(Records from a dataset)
↓

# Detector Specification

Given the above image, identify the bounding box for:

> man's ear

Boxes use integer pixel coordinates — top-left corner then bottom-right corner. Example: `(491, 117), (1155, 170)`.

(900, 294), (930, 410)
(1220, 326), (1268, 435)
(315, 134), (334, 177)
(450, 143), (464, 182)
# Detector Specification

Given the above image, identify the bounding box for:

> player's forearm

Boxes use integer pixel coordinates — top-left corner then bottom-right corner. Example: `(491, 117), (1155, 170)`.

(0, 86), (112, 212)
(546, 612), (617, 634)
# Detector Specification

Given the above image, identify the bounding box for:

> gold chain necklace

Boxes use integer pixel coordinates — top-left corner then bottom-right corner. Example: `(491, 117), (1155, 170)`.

↑
↓

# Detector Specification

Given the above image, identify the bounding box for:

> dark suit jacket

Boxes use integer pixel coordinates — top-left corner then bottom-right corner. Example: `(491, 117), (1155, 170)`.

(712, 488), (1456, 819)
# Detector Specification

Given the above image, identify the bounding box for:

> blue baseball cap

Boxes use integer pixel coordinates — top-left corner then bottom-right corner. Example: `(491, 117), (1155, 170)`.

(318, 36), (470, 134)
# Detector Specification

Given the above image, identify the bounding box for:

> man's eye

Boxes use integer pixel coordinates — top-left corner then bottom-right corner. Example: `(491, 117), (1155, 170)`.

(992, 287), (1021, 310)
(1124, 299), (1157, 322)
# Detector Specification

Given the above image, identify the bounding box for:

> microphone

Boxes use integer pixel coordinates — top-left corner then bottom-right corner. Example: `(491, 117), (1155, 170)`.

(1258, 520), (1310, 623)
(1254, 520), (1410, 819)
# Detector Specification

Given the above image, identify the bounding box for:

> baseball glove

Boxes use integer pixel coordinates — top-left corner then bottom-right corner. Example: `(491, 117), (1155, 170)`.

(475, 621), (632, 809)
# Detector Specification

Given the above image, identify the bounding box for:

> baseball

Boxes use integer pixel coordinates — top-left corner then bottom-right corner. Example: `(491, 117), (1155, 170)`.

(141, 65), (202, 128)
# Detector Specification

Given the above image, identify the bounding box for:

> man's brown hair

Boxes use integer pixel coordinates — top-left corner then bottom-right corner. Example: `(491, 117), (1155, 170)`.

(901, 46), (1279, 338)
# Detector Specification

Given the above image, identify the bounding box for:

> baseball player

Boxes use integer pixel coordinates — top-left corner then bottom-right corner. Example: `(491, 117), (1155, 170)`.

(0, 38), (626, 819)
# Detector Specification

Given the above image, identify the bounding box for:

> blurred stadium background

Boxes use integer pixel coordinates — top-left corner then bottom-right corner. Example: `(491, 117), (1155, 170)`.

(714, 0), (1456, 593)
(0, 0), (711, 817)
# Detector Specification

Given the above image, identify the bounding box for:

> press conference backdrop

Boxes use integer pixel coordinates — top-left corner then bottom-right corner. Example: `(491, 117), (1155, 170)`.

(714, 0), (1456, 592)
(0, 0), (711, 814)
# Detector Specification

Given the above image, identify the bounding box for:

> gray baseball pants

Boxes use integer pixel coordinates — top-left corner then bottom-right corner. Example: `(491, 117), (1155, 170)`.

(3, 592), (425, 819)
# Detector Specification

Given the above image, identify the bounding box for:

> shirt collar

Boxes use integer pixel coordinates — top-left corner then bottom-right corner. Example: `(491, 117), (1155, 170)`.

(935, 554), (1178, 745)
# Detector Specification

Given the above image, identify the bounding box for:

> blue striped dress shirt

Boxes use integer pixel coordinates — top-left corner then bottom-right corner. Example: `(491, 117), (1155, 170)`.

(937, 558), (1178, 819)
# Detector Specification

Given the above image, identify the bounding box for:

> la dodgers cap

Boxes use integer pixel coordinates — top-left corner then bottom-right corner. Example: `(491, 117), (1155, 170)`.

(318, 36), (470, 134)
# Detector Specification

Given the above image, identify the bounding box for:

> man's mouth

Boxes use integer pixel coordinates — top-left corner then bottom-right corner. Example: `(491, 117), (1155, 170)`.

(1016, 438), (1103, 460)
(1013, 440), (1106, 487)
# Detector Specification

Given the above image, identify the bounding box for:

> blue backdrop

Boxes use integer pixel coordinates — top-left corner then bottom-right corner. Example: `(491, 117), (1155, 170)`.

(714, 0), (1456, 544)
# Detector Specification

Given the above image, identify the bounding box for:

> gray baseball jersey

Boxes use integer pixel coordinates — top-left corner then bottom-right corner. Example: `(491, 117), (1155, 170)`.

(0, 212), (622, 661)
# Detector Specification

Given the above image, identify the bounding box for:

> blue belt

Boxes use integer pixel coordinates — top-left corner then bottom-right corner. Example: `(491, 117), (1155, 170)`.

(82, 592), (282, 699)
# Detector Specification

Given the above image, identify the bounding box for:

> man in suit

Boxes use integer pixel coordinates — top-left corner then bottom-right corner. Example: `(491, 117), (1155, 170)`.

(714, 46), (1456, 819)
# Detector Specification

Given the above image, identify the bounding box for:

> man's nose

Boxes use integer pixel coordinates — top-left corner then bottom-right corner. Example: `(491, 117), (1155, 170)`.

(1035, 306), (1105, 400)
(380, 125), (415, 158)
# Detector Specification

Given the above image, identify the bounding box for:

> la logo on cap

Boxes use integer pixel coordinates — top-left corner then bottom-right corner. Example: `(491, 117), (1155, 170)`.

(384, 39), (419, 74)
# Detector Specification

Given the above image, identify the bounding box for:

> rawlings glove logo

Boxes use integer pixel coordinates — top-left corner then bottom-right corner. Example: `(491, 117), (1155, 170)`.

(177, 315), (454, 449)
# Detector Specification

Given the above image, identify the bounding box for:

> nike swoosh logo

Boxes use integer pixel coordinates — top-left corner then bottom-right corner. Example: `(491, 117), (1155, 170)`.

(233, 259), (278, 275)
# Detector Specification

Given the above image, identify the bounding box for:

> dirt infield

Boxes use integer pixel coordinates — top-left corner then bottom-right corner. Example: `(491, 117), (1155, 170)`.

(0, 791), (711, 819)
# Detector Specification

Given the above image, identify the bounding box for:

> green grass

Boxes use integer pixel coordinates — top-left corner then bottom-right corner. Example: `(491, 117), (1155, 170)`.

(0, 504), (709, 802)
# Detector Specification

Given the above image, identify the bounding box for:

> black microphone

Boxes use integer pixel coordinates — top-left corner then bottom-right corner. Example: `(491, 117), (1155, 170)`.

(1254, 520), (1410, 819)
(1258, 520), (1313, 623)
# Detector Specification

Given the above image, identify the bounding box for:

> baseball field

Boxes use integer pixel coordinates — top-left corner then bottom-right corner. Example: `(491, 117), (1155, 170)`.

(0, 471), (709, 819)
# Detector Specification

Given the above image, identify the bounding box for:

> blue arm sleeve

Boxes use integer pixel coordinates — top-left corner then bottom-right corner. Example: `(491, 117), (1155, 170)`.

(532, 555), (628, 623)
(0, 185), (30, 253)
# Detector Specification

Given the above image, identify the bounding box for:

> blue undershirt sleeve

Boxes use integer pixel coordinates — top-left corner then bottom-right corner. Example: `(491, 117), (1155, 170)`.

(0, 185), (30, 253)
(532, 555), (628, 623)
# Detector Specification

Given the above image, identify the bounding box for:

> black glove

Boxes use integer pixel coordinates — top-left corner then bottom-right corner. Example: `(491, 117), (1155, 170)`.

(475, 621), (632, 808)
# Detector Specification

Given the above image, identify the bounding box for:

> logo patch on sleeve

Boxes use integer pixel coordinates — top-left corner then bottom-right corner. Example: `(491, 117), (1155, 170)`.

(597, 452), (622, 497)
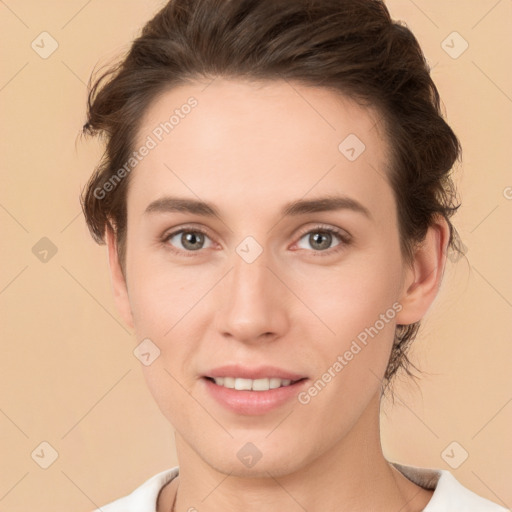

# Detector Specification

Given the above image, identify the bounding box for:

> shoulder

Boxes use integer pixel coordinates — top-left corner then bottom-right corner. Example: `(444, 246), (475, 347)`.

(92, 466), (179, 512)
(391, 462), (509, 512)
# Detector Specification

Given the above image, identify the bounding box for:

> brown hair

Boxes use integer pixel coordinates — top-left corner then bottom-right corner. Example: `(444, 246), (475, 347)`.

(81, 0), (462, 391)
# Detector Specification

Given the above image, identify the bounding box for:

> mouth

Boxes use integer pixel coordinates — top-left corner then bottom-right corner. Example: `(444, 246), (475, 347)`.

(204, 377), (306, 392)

↑
↓

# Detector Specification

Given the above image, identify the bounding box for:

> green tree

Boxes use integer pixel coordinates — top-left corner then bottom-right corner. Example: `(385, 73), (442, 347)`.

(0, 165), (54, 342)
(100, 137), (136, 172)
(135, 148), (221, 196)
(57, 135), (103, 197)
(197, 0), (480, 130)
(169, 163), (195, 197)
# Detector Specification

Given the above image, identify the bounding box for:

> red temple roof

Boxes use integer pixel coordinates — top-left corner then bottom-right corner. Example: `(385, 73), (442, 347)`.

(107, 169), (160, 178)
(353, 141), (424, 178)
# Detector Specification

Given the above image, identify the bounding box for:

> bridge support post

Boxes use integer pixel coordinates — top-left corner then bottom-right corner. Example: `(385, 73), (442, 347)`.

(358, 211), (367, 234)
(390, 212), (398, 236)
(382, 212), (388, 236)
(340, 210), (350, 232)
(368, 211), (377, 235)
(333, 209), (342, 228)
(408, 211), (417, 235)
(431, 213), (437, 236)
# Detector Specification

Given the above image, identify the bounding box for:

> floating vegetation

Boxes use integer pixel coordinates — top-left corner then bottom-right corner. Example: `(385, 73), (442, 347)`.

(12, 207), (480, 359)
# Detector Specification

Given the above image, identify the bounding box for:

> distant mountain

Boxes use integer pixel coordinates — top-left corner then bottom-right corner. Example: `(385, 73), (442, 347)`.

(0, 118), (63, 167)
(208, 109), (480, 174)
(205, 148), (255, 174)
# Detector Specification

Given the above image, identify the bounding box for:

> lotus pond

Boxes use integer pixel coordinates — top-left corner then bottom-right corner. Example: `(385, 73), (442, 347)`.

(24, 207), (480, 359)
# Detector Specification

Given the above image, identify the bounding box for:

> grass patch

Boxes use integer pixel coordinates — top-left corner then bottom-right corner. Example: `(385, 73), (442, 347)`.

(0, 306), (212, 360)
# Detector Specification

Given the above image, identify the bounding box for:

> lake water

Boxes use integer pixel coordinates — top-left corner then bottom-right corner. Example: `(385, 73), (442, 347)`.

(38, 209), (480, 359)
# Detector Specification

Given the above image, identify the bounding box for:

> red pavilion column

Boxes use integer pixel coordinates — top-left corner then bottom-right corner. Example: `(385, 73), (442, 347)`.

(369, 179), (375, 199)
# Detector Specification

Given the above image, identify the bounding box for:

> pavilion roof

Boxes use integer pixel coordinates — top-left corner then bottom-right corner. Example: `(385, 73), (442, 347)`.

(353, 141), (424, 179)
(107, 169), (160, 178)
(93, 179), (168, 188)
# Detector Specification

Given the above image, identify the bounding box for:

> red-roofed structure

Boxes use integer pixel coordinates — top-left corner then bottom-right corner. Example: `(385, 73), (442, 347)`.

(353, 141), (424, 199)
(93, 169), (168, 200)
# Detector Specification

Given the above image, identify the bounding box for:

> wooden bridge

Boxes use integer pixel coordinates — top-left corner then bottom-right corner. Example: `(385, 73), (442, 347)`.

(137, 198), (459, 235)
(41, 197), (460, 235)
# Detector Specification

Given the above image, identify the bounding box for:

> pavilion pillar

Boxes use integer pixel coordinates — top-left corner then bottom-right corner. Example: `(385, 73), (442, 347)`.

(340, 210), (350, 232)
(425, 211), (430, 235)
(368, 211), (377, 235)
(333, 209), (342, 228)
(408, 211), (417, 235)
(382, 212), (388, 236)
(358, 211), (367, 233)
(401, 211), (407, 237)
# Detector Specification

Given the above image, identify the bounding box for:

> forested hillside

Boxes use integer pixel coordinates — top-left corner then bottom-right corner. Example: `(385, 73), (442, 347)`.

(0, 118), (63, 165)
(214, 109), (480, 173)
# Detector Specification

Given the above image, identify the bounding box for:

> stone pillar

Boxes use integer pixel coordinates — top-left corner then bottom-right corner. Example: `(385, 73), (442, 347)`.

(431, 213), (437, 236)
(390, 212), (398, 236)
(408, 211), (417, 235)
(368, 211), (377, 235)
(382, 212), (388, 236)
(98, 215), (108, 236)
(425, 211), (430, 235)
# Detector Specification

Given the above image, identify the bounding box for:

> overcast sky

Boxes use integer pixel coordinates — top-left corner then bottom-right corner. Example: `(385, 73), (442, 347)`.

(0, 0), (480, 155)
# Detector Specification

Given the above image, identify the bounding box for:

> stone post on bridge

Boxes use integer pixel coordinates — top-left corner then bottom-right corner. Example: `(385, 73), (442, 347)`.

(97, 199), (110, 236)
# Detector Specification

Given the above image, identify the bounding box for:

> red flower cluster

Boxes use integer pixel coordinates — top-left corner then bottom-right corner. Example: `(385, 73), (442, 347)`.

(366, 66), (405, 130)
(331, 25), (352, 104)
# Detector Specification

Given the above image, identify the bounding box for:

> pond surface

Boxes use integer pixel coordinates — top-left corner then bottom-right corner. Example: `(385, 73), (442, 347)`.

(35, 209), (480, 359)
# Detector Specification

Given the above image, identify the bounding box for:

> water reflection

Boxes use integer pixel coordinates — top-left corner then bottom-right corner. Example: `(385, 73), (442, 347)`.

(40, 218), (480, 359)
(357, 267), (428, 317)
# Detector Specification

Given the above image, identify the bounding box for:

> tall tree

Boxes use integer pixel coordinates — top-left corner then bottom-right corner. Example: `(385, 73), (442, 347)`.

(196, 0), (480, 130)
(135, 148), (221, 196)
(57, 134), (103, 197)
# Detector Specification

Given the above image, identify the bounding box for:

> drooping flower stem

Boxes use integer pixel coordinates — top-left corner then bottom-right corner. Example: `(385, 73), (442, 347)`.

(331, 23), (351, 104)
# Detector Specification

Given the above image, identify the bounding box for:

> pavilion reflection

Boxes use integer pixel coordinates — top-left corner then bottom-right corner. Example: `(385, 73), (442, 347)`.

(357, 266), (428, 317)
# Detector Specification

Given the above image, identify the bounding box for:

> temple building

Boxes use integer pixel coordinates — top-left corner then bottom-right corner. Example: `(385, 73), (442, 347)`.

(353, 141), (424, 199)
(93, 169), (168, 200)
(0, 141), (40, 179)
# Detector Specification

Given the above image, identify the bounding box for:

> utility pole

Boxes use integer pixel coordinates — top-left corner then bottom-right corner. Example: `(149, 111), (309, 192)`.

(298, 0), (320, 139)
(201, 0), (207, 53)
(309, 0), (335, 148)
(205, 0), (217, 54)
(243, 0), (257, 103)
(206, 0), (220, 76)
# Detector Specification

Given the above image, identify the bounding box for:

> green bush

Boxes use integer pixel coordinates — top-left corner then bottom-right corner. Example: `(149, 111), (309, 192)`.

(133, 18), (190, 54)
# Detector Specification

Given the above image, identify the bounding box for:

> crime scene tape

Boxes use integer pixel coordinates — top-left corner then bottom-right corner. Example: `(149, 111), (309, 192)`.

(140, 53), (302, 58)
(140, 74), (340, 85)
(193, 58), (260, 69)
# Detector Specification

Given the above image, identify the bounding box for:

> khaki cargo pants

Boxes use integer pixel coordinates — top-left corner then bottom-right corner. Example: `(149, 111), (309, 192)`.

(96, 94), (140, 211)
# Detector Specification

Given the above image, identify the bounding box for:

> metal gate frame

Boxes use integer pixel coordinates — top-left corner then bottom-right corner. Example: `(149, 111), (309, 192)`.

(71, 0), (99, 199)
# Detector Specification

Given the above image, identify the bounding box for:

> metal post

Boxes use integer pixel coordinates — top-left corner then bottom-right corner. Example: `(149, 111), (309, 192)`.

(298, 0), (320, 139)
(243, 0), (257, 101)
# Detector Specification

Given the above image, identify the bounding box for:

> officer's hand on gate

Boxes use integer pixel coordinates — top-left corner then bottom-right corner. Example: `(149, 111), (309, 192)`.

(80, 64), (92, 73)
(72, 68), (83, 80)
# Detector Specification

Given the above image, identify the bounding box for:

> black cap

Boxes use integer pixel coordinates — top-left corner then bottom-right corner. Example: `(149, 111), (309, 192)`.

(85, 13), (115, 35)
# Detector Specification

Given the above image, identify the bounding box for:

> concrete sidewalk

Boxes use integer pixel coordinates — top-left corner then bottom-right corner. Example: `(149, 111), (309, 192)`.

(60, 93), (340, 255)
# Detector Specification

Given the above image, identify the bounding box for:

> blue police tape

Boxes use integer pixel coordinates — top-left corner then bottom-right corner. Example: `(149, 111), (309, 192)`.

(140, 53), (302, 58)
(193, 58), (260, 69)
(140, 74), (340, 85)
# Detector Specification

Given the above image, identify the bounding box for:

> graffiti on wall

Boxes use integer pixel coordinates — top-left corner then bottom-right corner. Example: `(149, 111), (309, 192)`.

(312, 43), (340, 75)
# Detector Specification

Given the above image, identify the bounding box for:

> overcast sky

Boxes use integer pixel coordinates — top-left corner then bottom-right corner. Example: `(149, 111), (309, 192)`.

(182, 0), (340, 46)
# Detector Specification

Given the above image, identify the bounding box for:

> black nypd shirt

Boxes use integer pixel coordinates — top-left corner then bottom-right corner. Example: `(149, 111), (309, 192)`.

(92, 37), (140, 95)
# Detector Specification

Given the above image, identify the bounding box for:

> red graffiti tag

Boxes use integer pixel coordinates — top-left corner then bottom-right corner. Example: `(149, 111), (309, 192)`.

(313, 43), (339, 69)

↑

STATED EXERCISE
Show every line in the records above that contains the word "bridge". Copy each of those lines in full and unchanged.

WRITTEN RESPONSE
> bridge support post
> wooden bridge
> stone post on bridge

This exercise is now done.